start Source data

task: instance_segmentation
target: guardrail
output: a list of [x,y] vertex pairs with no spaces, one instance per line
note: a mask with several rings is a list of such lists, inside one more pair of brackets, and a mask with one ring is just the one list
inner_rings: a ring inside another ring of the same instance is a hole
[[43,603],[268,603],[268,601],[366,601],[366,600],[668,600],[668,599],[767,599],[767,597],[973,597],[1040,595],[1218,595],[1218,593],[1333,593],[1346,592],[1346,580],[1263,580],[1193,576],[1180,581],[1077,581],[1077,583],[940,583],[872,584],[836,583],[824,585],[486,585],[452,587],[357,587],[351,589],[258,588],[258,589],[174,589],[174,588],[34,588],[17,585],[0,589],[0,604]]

end Source data

● Task directions
Rewrite the records above with "hole" replaced by "cutout", leaving everything else unchanged.

● Exercise solution
task: instance_segmentation
target: guardrail
output: a list of [x,y] vertex pairs with no spaces, one instance per line
note: a mask with several rings is a list of such lists, inside one more pair of brackets, and a mask with one ring is just the one list
inner_rings: a ring inside another ring of the same instance is a cutout
[[43,603],[268,603],[268,601],[366,601],[366,600],[668,600],[668,599],[767,599],[767,597],[973,597],[1040,595],[1218,595],[1218,593],[1333,593],[1346,592],[1346,580],[1263,580],[1193,576],[1180,581],[1077,581],[1077,583],[940,583],[872,584],[836,583],[824,585],[486,585],[452,587],[357,587],[351,589],[258,588],[258,589],[174,589],[174,588],[34,588],[17,585],[0,589],[0,604]]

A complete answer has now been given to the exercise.